• DIRECTIONS FOR THIS TASK
Pull out every line of the records below that contains the word "ball" and leave out all other lines.
━━━
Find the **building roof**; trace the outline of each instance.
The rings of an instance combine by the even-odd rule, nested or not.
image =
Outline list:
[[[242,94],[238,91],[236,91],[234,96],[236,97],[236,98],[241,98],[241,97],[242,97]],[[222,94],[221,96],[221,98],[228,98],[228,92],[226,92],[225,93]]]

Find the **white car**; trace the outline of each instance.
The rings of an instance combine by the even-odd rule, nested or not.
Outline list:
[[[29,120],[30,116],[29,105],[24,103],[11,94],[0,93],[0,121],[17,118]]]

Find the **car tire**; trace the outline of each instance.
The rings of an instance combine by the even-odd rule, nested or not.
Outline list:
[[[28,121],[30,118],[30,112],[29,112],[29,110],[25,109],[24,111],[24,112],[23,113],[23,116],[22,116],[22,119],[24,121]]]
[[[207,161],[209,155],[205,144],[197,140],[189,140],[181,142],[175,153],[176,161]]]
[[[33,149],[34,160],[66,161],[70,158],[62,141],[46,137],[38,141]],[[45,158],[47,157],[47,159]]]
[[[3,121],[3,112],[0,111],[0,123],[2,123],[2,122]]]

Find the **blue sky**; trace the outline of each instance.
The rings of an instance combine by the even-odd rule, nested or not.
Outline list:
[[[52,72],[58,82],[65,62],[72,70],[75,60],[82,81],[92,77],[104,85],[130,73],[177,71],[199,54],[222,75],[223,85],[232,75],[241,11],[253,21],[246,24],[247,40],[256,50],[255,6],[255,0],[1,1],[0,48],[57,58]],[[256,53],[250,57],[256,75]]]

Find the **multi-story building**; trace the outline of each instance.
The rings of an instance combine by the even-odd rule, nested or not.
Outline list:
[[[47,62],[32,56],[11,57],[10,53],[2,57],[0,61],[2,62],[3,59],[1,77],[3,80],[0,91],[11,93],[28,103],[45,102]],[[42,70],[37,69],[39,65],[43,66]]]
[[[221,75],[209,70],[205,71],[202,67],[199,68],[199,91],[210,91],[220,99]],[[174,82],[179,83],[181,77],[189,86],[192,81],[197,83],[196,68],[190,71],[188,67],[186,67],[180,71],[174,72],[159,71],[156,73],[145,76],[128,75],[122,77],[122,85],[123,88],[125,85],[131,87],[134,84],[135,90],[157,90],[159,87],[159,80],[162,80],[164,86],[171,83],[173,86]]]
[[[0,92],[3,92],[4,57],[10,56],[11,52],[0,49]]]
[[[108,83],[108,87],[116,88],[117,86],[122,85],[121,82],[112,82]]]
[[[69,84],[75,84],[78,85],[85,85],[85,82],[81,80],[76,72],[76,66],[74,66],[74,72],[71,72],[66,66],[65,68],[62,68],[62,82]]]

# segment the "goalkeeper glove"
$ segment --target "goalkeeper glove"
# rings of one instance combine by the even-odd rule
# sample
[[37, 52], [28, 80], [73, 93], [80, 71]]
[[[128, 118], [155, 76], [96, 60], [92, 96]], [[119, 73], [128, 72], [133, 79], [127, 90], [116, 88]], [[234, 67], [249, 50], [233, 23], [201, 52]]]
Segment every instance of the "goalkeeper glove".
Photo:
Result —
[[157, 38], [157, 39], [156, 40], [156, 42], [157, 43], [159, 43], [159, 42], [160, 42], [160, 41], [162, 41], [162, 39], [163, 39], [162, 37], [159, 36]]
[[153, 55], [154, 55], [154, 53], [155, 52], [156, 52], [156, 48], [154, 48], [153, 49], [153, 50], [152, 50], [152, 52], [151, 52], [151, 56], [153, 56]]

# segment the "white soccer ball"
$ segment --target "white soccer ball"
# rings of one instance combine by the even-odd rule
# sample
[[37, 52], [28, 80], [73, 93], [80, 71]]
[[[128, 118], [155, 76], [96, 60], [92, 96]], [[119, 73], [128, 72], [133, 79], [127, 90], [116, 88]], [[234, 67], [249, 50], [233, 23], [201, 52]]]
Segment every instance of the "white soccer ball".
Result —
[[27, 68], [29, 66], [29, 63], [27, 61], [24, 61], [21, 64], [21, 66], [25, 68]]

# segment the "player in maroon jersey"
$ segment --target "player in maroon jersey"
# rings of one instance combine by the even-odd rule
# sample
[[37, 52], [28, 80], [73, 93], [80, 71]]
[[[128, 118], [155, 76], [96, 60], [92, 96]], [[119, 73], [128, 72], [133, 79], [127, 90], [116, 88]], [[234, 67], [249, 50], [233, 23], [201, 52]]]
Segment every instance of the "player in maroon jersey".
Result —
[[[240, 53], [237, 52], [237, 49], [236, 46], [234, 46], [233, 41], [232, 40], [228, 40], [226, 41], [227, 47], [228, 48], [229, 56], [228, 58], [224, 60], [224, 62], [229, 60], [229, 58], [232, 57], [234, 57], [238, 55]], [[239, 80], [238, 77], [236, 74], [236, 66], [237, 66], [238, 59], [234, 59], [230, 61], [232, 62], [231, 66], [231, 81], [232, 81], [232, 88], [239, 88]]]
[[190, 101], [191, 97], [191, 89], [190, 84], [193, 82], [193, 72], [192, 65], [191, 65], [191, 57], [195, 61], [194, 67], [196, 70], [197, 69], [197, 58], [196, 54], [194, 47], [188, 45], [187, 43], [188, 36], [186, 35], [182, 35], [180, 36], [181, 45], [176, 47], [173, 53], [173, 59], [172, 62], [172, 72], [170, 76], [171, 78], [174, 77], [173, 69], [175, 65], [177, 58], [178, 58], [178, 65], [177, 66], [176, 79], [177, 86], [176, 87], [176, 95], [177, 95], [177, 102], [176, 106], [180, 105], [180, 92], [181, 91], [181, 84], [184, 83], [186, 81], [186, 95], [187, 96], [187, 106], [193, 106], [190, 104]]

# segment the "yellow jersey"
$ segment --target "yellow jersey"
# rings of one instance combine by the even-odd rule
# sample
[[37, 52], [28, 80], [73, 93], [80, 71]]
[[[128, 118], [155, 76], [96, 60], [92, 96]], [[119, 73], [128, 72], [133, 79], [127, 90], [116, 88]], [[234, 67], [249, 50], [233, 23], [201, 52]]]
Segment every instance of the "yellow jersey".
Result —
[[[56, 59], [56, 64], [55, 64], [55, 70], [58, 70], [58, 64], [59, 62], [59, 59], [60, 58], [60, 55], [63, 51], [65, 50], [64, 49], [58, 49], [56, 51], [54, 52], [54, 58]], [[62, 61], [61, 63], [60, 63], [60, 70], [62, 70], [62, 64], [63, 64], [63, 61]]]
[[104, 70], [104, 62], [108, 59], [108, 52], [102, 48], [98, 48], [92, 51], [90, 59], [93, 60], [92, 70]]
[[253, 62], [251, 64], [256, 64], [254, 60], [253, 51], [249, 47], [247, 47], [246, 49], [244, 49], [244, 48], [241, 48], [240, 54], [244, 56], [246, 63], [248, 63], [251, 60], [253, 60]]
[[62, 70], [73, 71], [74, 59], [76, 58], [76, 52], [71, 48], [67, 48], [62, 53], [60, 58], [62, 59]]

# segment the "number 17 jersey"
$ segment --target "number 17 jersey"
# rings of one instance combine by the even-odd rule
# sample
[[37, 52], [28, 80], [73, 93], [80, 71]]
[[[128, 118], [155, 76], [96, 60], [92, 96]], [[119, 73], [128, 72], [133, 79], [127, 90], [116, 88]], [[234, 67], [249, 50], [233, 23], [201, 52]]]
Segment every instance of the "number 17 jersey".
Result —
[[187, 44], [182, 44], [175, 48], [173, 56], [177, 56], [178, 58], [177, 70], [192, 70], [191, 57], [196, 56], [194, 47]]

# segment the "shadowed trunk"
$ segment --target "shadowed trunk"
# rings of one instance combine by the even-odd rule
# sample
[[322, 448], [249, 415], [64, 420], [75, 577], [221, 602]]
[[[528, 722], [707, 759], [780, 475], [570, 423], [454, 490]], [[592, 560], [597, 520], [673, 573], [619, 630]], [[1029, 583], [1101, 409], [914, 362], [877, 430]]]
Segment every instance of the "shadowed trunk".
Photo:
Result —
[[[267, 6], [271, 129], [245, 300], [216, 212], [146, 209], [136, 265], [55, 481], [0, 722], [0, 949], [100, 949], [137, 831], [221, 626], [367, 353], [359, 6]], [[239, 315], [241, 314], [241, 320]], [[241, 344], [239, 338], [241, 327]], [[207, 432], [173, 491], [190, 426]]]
━━━
• TASK RESULT
# segment the "white soccer ball"
$ segment --target "white soccer ball"
Segment every instance of the "white soccer ball".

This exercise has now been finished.